## Extracted entries
-*-*-

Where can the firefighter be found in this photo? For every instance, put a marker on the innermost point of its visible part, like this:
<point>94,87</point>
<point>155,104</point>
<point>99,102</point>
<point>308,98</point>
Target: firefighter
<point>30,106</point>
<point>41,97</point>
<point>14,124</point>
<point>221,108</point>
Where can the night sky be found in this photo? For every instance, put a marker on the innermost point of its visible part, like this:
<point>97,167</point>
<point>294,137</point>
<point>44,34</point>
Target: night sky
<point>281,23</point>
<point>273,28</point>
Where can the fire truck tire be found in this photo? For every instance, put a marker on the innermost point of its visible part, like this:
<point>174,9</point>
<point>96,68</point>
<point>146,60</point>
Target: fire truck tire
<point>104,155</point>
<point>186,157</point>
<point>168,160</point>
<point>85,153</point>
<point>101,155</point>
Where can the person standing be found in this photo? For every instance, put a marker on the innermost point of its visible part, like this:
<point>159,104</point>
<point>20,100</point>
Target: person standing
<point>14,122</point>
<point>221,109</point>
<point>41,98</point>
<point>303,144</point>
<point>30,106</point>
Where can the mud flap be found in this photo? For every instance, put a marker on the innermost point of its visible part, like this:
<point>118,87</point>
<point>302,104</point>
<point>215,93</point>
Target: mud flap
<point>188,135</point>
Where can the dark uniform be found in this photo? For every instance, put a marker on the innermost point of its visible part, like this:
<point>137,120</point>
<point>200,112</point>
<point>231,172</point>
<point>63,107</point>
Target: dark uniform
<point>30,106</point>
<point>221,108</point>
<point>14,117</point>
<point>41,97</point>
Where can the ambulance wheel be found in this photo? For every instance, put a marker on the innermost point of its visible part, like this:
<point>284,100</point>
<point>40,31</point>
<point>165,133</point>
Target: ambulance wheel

-*-*-

## Given request
Write out all the records above again, exactly as they stand.

## Solution to the exercise
Where can the firefighter be found in this photo? For every instance, put a marker on the innermost point of its visible part, like this:
<point>94,87</point>
<point>155,104</point>
<point>99,102</point>
<point>308,98</point>
Target: firefighter
<point>30,106</point>
<point>41,97</point>
<point>14,124</point>
<point>221,108</point>
Where can the night sky be found in this photo? For every instance, put a marker on the innermost point of its visible part, like this:
<point>97,167</point>
<point>294,137</point>
<point>44,34</point>
Target: night sky
<point>281,23</point>
<point>273,28</point>
Where can the fire truck tire be found in this photo? For every instance, put a marker on the innermost point of its visible part, like this:
<point>174,9</point>
<point>96,68</point>
<point>146,60</point>
Target: fire truck tire
<point>104,155</point>
<point>186,157</point>
<point>168,160</point>
<point>85,153</point>
<point>101,155</point>
Where can the person standing be found in this photo? For every instance, put a marker on the innermost point of its visible part, like this:
<point>159,104</point>
<point>20,100</point>
Target: person standing
<point>14,122</point>
<point>221,109</point>
<point>41,98</point>
<point>303,144</point>
<point>30,106</point>
Where can the mud flap be found in this photo? For every instance, put a marker on the innermost point of its visible part, like this:
<point>118,87</point>
<point>302,104</point>
<point>215,93</point>
Target: mud flap
<point>188,135</point>
Where can the dark uniform be found in this photo? For every instance, put a marker on the innermost point of its visible part, like this:
<point>137,120</point>
<point>200,112</point>
<point>231,172</point>
<point>63,107</point>
Target: dark uniform
<point>30,106</point>
<point>221,108</point>
<point>14,117</point>
<point>41,97</point>
Where can the ambulance wheel be found in this photo? For every instance, put a marker on the innermost point of its visible part, like this:
<point>284,100</point>
<point>40,31</point>
<point>165,133</point>
Target: ambulance wheel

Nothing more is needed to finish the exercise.